(Records from a data collection)
__________
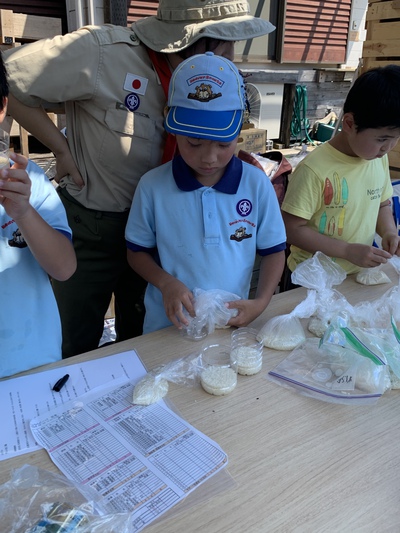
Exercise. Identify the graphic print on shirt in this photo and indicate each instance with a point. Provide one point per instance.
(17, 241)
(336, 195)
(243, 208)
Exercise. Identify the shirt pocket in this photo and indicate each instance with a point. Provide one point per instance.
(131, 144)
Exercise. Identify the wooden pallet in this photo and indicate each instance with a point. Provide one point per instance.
(382, 47)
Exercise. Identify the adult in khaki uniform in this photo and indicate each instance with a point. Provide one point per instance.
(113, 81)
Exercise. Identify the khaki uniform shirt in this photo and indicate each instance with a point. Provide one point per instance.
(114, 141)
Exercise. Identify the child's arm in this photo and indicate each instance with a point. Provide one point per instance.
(271, 268)
(53, 251)
(175, 293)
(386, 229)
(37, 122)
(302, 236)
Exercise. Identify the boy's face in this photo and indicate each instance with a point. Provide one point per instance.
(372, 142)
(207, 159)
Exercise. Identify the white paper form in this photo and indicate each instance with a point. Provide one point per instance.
__________
Exercise details: Extract every line from the one containing "Exercise. Identify the boy's" to the end of the entries, including both of those lines, exactly as given and with nothing added.

Response to this exercise:
Exercise. Identify the boy's face in this photo and indicate each instance with a point. Provide one point per instance.
(372, 142)
(207, 159)
Exercise. Identify the white paper form in this photo and indicate each instance with a point. Provide one point per instance.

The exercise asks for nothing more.